■ Tarefas obrigatórias ■
A – Liste todos os países mencionados pelo nome no texto sobre a Blackwater no Iraque.
B – Por favor, transcreva do texto sobre a Blackwater no Iraque o trecho que começa nas palavras "Três anos se" e termina depois de "trabalham no país.".

Apesar disso, ninguém foi preso. É que, no Iraque, os profissionais contratados pelo governo de Washington não estão sujeito às leis do país. Mesmo que cometam assassinatos.

 

Foi um legado deixado pela administração americana ao conceder independência ao Iraque, em 2004. Algo que lembra a China dos tempos do Império do Meio, quando as potências ocidentais possuíam concessões no país onde vigoravam suas próprias leis.

 

Três anos se passaram. Beneficiados por esta “licença para matar”, os seguranças, todos eles contratados pelo Departamento de Estado, mataram muitos civis, em circunstâncias pelo menos duvidosas. Foi necessário o sacrifício de 16 inocentes em pleno centro de Bagdá para que o governo iraquiano fizesse alguma coisa.

 

Indignado, o primeiro ministro Nouri al-Maliki declarou que expulsaria a Blackwater e todos os mil seguranças dela que trabalham no país.

 

Mas três dias depois, pressionado pelo governo Bush, mudou o discurso: a expulsão seria adiada para o fim do contrato da Blackwater, daqui a 6 meses.

 

Enquanto isso, os autores do crime viajaram rapidamente para os Estados Unidos, certos da sua impunidade. Até que tinham razão. Não estando sob a responsabilidade do exército americano, não podiam ser julgados pela Justiça Militar. Pela civil, seria complicado, pois tudo acontecera no exterior. Estavam num limbo legal.

■ Seção de dados ■
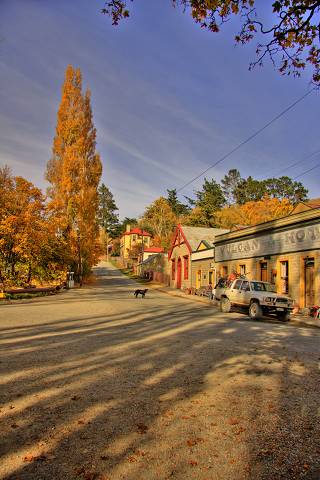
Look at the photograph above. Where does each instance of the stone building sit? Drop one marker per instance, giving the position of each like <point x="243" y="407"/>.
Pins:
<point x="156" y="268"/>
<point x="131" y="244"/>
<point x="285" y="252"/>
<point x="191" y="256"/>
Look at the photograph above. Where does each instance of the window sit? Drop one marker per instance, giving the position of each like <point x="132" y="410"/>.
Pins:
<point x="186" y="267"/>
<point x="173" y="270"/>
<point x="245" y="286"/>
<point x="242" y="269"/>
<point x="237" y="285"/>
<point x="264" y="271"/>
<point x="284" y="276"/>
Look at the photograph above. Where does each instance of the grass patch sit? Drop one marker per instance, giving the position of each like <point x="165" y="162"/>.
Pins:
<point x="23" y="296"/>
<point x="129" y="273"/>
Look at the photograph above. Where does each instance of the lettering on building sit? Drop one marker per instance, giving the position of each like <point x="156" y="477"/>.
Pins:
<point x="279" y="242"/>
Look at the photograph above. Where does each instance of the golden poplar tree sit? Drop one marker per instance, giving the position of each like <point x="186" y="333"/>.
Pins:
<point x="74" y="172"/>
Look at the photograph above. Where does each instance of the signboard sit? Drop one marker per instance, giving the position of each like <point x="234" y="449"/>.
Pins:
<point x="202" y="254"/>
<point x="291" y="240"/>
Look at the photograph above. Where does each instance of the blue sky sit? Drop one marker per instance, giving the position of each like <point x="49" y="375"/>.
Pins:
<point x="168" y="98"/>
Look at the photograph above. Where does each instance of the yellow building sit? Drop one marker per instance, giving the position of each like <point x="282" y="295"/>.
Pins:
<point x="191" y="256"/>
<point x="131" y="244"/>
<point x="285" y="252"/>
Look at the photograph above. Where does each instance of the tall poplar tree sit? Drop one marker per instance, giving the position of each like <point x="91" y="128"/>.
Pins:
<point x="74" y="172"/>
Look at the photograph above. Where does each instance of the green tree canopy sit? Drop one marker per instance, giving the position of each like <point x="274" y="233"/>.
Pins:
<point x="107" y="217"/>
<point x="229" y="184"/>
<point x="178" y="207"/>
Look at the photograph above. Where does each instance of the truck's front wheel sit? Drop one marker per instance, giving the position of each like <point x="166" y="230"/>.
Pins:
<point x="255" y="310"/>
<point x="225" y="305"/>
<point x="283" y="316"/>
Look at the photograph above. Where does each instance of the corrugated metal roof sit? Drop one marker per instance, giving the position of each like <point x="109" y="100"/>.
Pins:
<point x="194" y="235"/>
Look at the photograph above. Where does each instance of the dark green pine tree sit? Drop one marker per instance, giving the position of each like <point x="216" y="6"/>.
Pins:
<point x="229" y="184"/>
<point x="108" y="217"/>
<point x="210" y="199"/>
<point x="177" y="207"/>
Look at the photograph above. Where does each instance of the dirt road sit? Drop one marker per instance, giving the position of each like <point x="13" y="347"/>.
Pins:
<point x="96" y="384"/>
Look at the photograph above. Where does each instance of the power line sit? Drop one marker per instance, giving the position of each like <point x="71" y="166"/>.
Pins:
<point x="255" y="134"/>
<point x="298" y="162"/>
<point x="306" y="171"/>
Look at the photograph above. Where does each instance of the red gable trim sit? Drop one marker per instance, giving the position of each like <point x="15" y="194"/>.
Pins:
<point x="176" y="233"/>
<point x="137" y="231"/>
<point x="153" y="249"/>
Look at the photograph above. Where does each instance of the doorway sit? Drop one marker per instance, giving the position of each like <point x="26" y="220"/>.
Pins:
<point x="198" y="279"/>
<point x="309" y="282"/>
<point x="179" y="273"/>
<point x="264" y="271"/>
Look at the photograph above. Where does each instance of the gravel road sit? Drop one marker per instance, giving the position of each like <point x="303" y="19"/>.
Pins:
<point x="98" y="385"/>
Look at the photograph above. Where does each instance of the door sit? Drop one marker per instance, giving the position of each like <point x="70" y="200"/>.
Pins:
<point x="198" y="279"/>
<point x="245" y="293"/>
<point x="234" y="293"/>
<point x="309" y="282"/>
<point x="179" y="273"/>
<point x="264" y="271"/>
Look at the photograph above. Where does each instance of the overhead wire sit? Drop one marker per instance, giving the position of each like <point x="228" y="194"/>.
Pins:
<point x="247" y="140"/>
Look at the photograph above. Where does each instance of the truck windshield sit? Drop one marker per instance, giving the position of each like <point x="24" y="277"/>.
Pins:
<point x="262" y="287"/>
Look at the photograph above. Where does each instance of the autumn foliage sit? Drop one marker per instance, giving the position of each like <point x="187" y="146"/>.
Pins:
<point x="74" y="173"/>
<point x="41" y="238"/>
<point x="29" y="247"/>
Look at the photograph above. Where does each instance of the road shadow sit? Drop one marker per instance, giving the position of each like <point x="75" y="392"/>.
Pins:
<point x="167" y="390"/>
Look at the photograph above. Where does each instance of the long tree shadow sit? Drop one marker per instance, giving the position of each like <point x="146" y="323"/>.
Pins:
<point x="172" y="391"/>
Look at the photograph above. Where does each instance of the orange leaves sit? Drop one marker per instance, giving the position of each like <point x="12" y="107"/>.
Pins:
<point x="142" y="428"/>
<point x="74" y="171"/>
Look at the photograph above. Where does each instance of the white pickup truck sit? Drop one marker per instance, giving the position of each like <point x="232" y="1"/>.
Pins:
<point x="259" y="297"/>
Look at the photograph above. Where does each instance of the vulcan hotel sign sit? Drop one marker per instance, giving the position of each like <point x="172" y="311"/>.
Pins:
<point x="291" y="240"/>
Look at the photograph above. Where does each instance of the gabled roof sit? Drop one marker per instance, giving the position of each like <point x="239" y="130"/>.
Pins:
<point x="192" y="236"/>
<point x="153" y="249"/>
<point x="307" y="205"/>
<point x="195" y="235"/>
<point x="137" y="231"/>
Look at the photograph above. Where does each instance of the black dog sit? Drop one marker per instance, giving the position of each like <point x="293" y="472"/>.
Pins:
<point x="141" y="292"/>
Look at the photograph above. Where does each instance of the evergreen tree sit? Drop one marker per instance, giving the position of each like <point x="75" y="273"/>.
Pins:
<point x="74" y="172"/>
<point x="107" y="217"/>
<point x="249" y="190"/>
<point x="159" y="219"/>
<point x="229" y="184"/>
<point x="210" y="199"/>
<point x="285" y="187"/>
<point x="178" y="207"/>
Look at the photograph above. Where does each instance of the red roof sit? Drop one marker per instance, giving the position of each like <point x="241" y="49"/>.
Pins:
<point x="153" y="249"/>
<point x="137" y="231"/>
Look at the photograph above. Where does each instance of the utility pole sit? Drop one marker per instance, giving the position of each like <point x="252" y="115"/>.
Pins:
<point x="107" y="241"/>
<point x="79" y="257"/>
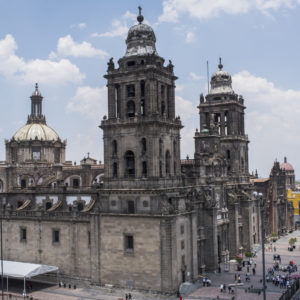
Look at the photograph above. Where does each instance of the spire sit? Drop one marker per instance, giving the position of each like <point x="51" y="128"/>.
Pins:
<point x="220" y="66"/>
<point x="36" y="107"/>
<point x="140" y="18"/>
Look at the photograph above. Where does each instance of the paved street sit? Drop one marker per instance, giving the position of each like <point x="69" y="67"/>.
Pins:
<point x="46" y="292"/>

■ Respostas por tarefa ■
A – Iraque, China, Estados Unidos

B –
Três anos se passaram. Beneficiados por esta “licença para matar”, os seguranças, todos eles contratados pelo Departamento de Estado, mataram muitos civis, em circunstâncias pelo menos duvidosas. Foi necessário o sacrifício de 16 inocentes em pleno centro de Bagdá para que o governo iraquiano fizesse alguma coisa.

 

Indignado, o primeiro ministro Nouri al-Maliki declarou que expulsaria a Blackwater e todos os mil seguranças dela que trabalham no país.